Marc Ostrick (born 1973) is an American born filmmaker and content creator, specializing in television, documentaries and emerging media.  He attended the New World School of the Arts in Miami, Florida for High-School before attending the New York University Tisch School of the Arts for his Undergraduate in Film & Television Production and English Literature. In 2009 Marc Ostrick launched eGuiders, one of the first websites to curate and recommend the best videos across the internet from industry experts.

Career 
24: Conspiracy was the first narrative series made specifically for mobile devices in 2005. Dubbed "mobisodes" by Lucy Hood at News Corp. 24: Conspiracy was a digital spin off to the television series 24 and was nominated for an Emmy Award in the Broadband Entertainment category.  Ostrick was embedded in a television production to create and oversee a Transmedia Storytelling experience fully for the HBO series, John From Cincinnati (2006 - 2007), created by David Milch, and Kem Nunn.
:::
[Exercise brief]
Can you continue the biography of filmmaker Marc Ostrick from the point where it stops?
:::
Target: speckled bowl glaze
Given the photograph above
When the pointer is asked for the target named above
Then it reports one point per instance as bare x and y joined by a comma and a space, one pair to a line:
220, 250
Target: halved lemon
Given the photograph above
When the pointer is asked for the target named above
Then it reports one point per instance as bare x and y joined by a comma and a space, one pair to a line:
:::
[Result below]
Marc Ostrick's other credits include:
 Discovery Channel's Shark Week - Producer on the following programs: Deadliest Sharks (2016), Shark Vortex (2017), and Lair of the Sawfish (also Directed by). (2017)
 Fabien Cousteau's Mission 31 - Producer of the original content created on the expedition. (2014)
 MacGillivray Freeman Films - Launched and oversaw original content created for the One World One Ocean multi-platform campaigning. (2011 - 2013)
 Open Hearted - (2002) (director / producer)
 Without A Net: Creating NYPD Blue - Feature Documentary (2000) (director, writer, camera, editor)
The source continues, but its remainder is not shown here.